> [THE EXERCISE]: Extract everything from the line containing "compact form (1207,127)." down to the last line of the entries, and copy each line without any change.

> [ENTRIES PROVIDED]:
══════
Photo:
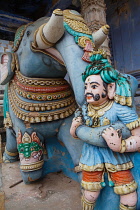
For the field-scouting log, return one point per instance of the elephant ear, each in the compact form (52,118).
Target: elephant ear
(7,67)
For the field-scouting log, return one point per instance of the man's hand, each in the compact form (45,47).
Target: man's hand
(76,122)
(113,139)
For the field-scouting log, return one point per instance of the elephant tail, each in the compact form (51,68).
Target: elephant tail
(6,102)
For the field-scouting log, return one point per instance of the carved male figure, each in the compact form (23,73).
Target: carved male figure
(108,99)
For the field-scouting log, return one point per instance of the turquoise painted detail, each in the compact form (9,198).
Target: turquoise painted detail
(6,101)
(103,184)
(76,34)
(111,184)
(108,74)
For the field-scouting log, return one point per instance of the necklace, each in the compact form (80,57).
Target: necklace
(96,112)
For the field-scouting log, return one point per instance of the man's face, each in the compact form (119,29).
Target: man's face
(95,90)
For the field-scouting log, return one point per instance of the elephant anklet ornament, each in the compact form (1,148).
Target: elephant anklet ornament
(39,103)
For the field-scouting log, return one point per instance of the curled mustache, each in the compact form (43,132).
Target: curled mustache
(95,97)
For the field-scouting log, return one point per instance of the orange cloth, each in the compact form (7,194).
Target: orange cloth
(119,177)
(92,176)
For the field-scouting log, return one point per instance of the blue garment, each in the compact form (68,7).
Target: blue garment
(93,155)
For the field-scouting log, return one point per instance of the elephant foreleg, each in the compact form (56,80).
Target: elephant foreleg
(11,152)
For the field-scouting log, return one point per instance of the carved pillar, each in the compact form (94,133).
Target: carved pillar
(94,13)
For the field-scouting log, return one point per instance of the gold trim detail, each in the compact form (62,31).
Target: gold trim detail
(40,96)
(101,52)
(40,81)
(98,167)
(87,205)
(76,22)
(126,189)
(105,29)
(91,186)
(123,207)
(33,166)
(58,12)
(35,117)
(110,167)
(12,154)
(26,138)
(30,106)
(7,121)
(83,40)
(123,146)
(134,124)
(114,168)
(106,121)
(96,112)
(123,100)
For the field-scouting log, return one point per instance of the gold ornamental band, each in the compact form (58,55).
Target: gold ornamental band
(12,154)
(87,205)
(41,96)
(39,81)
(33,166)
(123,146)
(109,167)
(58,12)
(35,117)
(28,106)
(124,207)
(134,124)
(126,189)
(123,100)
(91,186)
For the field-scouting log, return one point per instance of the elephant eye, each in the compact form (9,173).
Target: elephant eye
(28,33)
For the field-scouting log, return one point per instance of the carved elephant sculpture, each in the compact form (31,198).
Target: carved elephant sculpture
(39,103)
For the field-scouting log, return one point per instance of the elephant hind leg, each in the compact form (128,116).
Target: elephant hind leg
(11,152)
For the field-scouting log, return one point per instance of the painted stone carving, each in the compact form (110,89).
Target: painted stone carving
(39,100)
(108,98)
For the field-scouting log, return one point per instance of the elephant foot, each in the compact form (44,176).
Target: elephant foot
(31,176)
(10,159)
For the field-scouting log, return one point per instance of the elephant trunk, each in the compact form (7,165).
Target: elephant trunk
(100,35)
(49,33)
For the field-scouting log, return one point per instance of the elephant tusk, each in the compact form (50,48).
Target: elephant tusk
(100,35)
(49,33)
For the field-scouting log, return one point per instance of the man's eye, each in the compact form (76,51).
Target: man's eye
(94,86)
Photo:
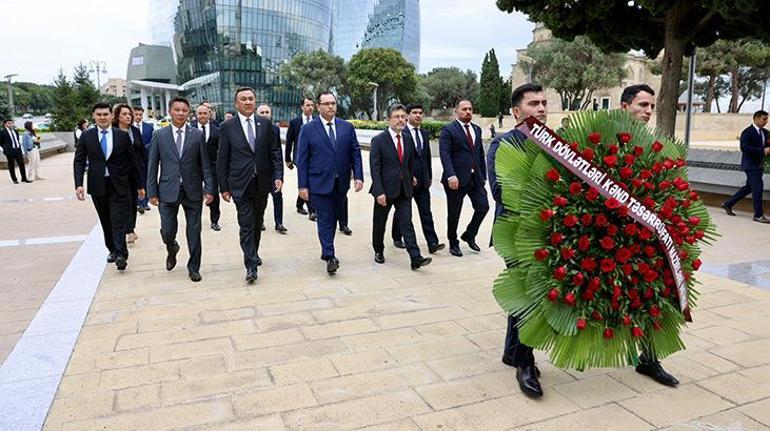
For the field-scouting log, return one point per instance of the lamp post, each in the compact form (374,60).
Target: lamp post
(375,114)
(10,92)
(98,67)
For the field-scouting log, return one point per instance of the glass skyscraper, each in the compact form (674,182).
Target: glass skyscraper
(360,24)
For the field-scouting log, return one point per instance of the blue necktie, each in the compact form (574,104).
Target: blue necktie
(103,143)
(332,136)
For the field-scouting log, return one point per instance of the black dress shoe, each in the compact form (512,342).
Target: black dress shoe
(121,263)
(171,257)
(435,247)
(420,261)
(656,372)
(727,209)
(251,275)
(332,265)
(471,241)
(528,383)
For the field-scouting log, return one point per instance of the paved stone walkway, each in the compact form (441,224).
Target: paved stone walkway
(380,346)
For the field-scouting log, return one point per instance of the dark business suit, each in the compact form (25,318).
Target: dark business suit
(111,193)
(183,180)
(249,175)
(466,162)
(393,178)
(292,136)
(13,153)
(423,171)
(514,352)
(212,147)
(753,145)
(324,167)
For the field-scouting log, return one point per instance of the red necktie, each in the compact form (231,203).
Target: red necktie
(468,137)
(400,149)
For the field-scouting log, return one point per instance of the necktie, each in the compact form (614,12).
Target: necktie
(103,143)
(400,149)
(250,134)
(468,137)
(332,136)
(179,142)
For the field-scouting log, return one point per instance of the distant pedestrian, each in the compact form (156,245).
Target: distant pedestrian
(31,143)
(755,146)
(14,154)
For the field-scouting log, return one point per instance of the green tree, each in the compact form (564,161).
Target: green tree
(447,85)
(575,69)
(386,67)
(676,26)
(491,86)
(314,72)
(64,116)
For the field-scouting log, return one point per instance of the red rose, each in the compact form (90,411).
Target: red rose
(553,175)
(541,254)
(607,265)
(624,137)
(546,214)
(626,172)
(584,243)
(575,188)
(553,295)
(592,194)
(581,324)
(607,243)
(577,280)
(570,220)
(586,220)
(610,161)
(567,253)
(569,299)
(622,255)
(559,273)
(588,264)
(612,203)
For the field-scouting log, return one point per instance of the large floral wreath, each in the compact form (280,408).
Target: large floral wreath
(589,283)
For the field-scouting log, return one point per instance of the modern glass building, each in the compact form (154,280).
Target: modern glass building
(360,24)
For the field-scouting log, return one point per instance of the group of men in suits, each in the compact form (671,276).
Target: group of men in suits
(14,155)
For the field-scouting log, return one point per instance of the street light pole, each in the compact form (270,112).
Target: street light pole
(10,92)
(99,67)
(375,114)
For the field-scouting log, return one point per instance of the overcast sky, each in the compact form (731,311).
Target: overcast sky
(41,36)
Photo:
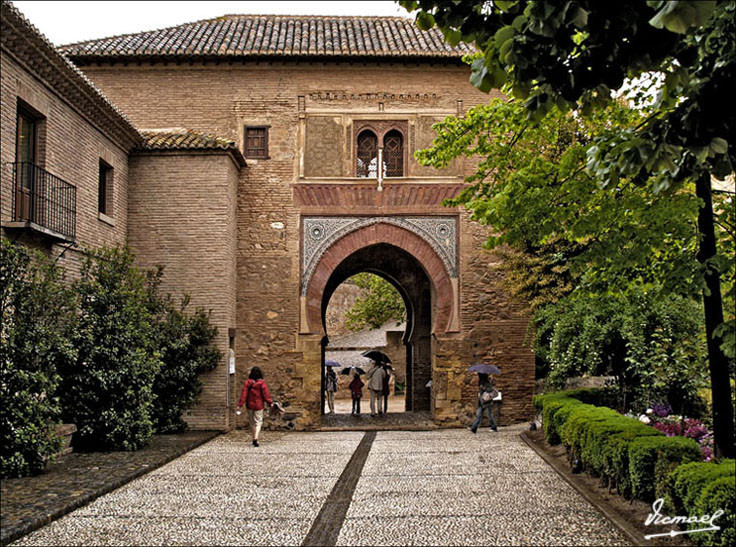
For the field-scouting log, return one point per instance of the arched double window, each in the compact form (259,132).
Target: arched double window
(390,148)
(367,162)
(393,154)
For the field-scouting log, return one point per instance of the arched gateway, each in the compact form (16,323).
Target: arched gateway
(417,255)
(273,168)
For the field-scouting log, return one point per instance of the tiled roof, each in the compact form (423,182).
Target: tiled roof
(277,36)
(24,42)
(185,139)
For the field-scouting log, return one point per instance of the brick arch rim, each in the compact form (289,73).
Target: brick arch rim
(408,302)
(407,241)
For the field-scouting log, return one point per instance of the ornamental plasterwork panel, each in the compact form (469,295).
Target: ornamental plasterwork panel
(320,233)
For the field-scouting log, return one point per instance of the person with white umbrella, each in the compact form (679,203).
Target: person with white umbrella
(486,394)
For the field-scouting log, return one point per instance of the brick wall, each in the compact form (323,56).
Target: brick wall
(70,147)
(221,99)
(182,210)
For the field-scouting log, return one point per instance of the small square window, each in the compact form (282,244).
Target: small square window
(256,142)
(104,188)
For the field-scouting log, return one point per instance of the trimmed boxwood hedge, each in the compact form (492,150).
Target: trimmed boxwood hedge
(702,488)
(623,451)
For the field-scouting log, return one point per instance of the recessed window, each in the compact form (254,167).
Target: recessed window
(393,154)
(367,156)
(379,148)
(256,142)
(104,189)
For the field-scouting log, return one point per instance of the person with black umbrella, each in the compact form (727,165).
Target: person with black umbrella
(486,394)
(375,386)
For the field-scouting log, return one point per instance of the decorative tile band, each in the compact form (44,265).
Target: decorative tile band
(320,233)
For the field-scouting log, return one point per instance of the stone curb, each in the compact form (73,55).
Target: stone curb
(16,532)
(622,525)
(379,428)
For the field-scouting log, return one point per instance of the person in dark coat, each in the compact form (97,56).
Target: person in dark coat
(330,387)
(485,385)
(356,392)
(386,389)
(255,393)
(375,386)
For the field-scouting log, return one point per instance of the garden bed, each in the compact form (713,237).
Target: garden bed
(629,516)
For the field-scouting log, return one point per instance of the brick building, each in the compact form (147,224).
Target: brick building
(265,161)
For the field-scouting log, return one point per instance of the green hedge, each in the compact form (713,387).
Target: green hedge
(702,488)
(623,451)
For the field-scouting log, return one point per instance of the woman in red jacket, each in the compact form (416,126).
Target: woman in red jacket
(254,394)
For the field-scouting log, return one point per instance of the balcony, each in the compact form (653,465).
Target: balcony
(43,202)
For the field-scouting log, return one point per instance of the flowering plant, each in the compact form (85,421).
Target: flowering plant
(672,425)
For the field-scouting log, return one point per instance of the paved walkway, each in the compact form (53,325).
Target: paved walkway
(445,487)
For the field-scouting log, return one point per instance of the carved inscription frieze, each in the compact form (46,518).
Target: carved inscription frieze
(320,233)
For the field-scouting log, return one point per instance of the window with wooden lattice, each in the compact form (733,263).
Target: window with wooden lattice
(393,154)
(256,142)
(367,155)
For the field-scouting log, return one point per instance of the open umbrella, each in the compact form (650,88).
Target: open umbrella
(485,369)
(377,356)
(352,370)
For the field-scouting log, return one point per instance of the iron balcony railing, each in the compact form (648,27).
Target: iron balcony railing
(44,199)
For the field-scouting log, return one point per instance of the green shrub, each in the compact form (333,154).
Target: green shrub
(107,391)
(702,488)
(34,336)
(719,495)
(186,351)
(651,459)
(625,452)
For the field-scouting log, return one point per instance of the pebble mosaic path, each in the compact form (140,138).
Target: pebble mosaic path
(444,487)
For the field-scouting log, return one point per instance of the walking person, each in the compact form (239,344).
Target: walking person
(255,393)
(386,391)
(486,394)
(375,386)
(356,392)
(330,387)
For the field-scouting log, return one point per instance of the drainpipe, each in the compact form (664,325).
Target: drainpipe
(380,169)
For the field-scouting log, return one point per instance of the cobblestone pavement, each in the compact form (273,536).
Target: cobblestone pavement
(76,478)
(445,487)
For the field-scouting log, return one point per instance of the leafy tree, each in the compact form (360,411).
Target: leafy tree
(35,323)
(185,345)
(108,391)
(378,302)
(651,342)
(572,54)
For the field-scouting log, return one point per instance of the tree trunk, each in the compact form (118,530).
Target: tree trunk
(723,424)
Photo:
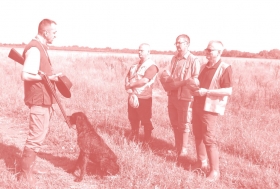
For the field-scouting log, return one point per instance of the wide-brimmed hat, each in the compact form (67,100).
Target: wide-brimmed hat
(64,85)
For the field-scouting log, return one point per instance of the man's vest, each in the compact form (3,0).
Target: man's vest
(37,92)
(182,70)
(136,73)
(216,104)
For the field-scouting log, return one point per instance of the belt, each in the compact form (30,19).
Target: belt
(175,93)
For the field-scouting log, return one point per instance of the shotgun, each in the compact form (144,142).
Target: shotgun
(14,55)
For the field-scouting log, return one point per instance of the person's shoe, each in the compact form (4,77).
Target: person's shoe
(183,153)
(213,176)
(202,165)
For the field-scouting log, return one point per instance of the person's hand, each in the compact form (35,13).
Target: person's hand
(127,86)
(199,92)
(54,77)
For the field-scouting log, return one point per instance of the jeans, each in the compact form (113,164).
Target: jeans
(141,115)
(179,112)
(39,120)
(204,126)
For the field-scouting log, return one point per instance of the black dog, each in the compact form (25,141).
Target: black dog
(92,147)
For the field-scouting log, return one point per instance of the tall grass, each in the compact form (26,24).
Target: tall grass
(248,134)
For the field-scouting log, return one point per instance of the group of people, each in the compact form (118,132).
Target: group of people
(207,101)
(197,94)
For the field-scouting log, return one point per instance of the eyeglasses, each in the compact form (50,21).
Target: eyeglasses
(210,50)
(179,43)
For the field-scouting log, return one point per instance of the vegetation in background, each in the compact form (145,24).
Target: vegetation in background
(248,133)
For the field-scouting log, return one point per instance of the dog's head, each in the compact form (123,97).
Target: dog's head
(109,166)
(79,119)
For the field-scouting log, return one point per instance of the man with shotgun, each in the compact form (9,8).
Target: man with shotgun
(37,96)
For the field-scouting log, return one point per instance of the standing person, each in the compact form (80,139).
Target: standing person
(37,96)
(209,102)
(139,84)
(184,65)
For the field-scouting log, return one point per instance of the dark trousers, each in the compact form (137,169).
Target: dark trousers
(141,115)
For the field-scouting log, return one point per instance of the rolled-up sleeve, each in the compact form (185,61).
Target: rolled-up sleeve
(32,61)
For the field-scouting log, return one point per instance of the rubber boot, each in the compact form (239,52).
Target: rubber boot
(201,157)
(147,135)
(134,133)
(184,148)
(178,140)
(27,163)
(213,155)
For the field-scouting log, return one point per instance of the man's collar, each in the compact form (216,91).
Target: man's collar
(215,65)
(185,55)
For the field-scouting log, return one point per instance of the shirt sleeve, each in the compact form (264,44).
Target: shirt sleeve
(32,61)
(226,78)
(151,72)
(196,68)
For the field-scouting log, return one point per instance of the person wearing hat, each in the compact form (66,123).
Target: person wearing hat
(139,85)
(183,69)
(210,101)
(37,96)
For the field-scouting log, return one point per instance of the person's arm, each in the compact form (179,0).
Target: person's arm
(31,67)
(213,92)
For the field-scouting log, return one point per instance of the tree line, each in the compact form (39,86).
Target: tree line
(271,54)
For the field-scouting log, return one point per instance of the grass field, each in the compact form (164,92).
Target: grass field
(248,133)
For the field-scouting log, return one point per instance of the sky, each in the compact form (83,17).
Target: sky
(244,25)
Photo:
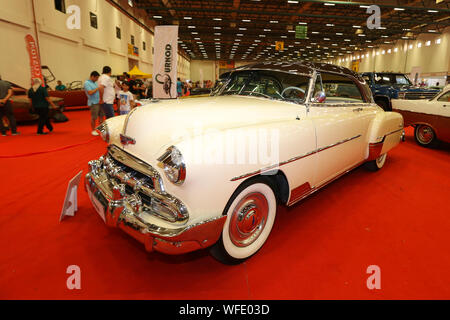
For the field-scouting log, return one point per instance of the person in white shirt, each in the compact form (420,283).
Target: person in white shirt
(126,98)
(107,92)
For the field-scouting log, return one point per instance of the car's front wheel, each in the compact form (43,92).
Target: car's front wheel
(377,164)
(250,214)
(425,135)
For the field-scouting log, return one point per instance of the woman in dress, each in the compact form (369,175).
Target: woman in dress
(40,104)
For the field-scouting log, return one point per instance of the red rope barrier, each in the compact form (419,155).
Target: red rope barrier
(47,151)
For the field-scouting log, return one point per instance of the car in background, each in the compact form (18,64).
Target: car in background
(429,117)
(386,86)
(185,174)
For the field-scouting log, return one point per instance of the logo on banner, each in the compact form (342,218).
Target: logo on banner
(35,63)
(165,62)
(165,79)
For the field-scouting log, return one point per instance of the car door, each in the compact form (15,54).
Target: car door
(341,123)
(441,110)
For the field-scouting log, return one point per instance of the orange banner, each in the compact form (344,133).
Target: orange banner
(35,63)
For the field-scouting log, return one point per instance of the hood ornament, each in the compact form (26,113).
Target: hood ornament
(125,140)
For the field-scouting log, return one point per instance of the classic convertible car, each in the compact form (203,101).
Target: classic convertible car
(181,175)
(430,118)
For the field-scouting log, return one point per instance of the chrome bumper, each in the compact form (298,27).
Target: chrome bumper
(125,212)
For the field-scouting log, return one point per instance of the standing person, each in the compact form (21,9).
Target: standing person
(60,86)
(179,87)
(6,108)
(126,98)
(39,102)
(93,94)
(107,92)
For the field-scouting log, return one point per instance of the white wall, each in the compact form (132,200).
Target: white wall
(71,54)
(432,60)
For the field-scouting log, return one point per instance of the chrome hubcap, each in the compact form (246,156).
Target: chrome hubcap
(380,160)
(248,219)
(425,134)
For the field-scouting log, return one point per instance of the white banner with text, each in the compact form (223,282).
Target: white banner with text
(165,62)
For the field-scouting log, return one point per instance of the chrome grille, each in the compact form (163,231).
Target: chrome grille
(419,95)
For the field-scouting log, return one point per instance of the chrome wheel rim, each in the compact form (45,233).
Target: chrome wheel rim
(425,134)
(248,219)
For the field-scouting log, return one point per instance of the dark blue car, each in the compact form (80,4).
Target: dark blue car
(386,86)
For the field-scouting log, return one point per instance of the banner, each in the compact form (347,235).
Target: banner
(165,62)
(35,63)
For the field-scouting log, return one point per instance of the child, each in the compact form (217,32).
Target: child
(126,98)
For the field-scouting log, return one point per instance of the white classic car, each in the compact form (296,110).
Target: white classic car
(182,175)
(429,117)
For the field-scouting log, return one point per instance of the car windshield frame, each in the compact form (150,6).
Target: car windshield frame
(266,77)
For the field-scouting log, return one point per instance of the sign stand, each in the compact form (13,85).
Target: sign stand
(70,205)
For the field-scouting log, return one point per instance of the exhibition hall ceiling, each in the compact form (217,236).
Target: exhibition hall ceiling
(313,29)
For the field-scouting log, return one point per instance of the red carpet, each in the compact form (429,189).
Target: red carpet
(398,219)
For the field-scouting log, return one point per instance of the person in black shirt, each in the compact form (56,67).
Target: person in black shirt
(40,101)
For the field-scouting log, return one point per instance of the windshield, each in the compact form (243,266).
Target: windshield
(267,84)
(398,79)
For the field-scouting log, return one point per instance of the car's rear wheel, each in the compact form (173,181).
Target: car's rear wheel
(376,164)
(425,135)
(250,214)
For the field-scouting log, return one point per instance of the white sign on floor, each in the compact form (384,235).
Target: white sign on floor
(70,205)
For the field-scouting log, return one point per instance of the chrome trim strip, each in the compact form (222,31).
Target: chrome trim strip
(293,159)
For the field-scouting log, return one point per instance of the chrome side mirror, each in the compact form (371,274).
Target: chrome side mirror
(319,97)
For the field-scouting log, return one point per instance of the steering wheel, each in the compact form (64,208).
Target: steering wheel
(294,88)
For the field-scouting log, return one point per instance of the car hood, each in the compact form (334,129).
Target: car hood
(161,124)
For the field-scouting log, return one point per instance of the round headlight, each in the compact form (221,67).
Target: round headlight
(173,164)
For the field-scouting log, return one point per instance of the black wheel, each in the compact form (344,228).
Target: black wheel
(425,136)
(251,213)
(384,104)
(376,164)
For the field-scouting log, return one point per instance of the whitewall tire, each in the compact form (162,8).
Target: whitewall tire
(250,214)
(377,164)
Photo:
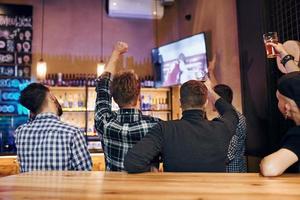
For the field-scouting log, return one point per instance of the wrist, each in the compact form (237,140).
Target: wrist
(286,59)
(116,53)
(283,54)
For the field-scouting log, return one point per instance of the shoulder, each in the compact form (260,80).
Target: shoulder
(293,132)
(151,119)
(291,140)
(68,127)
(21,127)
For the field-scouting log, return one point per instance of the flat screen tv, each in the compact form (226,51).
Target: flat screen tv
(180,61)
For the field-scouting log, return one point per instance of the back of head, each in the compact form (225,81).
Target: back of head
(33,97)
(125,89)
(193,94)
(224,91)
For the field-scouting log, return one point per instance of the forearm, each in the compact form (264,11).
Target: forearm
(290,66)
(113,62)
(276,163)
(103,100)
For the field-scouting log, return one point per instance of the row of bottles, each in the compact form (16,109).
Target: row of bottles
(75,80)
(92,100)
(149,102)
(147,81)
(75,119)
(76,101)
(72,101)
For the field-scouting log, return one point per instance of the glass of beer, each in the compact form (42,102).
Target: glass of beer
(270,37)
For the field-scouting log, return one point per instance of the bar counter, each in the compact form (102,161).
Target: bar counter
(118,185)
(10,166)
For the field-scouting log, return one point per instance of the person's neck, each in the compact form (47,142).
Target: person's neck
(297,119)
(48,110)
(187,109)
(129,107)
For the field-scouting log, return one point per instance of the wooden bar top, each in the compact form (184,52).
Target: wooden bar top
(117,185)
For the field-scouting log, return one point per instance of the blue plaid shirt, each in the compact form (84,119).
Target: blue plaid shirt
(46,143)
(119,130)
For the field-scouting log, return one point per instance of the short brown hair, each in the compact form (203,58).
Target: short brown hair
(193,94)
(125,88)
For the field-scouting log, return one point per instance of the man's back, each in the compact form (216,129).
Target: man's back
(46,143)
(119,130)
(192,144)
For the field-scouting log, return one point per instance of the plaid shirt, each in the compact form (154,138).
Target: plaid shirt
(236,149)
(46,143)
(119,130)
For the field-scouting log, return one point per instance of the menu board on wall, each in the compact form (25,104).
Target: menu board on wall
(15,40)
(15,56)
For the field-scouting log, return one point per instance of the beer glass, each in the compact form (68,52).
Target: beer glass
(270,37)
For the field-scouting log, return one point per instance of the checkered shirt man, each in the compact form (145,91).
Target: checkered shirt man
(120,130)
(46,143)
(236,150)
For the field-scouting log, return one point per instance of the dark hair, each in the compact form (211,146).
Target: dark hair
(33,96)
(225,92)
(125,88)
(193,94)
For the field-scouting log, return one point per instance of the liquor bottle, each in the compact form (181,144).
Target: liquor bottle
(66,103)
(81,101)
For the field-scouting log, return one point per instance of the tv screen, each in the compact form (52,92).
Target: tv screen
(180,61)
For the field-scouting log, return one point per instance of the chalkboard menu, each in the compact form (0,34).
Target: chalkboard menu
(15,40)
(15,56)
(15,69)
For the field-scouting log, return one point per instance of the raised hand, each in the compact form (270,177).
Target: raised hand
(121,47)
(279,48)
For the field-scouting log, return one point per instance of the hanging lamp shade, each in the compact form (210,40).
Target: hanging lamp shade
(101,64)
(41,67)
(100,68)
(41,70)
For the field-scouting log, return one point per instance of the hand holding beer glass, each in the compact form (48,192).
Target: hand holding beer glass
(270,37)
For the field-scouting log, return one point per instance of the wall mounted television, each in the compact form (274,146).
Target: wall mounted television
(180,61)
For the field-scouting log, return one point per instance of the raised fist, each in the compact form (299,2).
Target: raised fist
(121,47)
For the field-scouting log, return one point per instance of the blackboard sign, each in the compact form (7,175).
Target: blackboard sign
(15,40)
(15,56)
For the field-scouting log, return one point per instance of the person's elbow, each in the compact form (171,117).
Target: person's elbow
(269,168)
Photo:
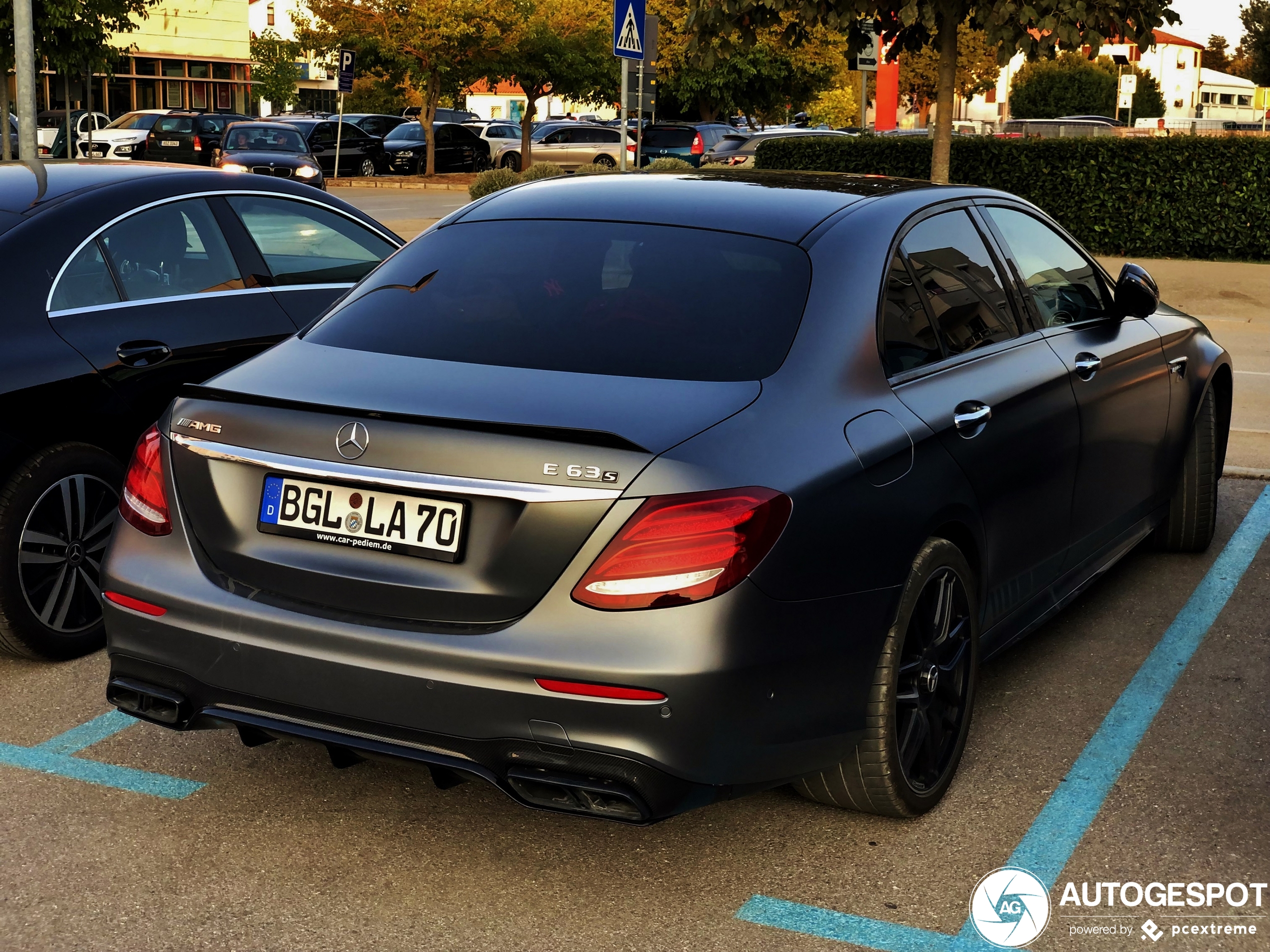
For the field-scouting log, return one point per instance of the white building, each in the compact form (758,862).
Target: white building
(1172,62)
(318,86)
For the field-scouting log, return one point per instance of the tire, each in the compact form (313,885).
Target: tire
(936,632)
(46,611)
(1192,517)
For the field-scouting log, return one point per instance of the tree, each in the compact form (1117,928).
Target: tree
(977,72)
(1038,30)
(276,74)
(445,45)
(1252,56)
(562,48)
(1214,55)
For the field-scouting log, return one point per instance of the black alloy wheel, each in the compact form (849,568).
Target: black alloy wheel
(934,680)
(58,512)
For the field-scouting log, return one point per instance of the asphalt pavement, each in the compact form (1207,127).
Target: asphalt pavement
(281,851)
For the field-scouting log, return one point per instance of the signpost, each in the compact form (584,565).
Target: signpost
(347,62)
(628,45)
══════
> [OUTPUT]:
For the field-scouting log, return one point per instance of the asphalt pavement, each in the compact form (1207,127).
Target: asphalt pavement
(281,851)
For the field-scouting log, return one point per instance of the signpost, each in the compact form (584,565).
Target: signpost
(347,62)
(628,45)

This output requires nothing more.